:: PROBLEM REQUIREMENTS ::
Retype all of the data below with no changes, and leave out any pictures.

:: DATASET EXTRACT ::
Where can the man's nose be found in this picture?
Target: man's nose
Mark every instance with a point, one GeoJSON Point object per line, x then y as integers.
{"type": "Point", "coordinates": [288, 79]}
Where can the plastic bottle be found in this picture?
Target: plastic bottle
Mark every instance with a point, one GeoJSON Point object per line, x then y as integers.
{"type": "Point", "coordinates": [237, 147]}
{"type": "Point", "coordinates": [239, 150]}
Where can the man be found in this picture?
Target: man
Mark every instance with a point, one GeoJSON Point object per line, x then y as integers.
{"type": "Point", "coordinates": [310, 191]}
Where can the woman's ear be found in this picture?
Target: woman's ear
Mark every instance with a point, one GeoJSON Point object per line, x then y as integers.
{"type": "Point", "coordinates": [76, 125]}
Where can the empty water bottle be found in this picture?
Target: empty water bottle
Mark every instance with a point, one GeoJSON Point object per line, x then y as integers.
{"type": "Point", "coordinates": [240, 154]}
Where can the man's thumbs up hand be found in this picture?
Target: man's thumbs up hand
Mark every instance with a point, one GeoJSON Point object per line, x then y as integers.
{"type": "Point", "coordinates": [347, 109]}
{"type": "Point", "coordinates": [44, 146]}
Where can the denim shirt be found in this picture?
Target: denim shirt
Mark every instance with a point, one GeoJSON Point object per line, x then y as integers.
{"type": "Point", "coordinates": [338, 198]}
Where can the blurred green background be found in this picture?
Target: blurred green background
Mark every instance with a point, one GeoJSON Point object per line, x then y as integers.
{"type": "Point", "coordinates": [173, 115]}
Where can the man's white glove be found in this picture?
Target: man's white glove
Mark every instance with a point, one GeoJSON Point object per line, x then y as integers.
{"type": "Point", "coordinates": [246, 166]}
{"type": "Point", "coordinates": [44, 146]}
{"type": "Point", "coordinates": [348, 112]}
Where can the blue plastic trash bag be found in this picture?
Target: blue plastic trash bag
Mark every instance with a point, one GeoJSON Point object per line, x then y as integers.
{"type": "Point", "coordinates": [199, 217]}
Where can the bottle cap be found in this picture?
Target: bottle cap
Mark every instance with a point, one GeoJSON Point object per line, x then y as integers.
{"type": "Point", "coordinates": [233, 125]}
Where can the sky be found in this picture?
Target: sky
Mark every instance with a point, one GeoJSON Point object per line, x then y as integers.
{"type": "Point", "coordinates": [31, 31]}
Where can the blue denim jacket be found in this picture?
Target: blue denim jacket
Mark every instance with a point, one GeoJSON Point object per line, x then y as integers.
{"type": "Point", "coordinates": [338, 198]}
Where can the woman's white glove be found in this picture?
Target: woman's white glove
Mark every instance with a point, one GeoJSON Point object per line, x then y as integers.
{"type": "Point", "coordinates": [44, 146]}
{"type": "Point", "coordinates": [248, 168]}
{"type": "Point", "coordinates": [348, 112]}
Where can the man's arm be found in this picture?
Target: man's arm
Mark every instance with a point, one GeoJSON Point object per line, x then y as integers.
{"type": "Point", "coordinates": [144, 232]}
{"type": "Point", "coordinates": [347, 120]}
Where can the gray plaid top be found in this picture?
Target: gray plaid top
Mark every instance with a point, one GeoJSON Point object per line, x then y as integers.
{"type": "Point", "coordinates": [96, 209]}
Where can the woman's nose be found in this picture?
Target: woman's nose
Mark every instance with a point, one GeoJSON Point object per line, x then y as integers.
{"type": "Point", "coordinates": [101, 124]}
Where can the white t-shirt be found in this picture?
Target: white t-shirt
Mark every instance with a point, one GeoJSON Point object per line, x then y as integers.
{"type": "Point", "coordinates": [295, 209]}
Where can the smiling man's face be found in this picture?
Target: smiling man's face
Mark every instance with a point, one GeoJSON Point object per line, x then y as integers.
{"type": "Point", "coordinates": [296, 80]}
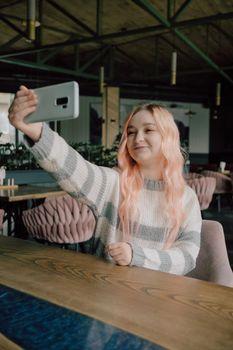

:: SOLVED EXERCISE ::
Where can the man's nose be found in this picture?
Target: man's nose
Mark every instance with a point, one GeoJSON Point object per line, x then y as integers.
{"type": "Point", "coordinates": [288, 79]}
Where can the plastic bottle be found in this picture?
Target: plastic bottle
Mark every instance with a point, one GeoJSON Point object per line, x then y as integers.
{"type": "Point", "coordinates": [237, 147]}
{"type": "Point", "coordinates": [239, 150]}
Where can the man be found in this picture?
Target: man
Mark every instance with a point, one GeoJSON Point object per line, x then y as integers.
{"type": "Point", "coordinates": [310, 191]}
Where can the woman's ear be found in this picture?
Target: woman's ear
Mark every instance with a point, one GeoJSON Point object per line, x then y as integers.
{"type": "Point", "coordinates": [76, 125]}
Where can the empty water bottle be found in this picture?
Target: empty water bottle
Mark every instance with a point, one GeoJSON Point object per line, x then y as integers.
{"type": "Point", "coordinates": [240, 154]}
Where can the man's thumbs up hand be found in this picture?
Target: man's thumbs up hand
Mark every instance with a point, one GeoJSON Point object per line, x then y as integers.
{"type": "Point", "coordinates": [347, 109]}
{"type": "Point", "coordinates": [44, 146]}
Where can the denim shirt be found in this picture?
Target: denim shirt
Mark every instance with a point, one GeoJSON Point object per line, x then y as integers.
{"type": "Point", "coordinates": [338, 198]}
Where can the blurred green background be found in this picture?
Target: blurred green background
Mark every instance with a point, one GeoJSON Point object per line, x then y as integers.
{"type": "Point", "coordinates": [173, 115]}
Where can the man's white glove be found in this picture?
Target: man's white glove
Mark every instance with a point, one GeoJSON Point object per line, x then y as integers.
{"type": "Point", "coordinates": [246, 166]}
{"type": "Point", "coordinates": [44, 146]}
{"type": "Point", "coordinates": [348, 112]}
Where can the blue plastic trash bag be found in this picture?
Target: blue plastic trash bag
Mark every instance with a point, one GeoJSON Point object per line, x then y as integers.
{"type": "Point", "coordinates": [199, 217]}
Where can the bottle cap be found in this picture?
Target: bottle cap
Mark every instance with a point, one GeoJSON Point object per line, x then y as integers.
{"type": "Point", "coordinates": [233, 125]}
Where can the sky be found in this picture?
Target: sky
Mark every instance with a point, one GeoJSON Point object per line, x then y as integers.
{"type": "Point", "coordinates": [31, 31]}
Where can the blue denim jacket be found in this picture?
Target: blue denim jacket
Mark every instance with a point, one GeoJSON Point object per line, x then y as integers.
{"type": "Point", "coordinates": [338, 198]}
Where can the woman's white glove be found in this picture?
Target: woman's white glove
Mark every instance with a point, one GeoJSON Point object per line, x then y as integers.
{"type": "Point", "coordinates": [44, 146]}
{"type": "Point", "coordinates": [248, 168]}
{"type": "Point", "coordinates": [348, 112]}
Where can the man's arm be found in this picture?
Target: man's arm
Mark every instance with a point, one GeoJSON Point object per line, x then y as integers.
{"type": "Point", "coordinates": [144, 232]}
{"type": "Point", "coordinates": [347, 120]}
Where can the gray plaid top be found in this picture?
Target: gray plaid top
Mark every instance with a point, one GeoJSON Point object per line, x then y as integers.
{"type": "Point", "coordinates": [96, 209]}
Where can the woman's nose be found in this picture?
Target: woman's nose
Mark every instance with a point, one GeoJSON Point object per line, x then y as integers.
{"type": "Point", "coordinates": [101, 124]}
Where can the white t-shirt be found in this picture?
Target: white t-shirt
Mark every instance with a point, one GeoJSON Point object per line, x then y as integers.
{"type": "Point", "coordinates": [295, 209]}
Where can the smiling man's face be found in this picture?
Target: smiling man's face
Mark every instance with a point, one GeoJSON Point object per line, x then y as integers.
{"type": "Point", "coordinates": [296, 80]}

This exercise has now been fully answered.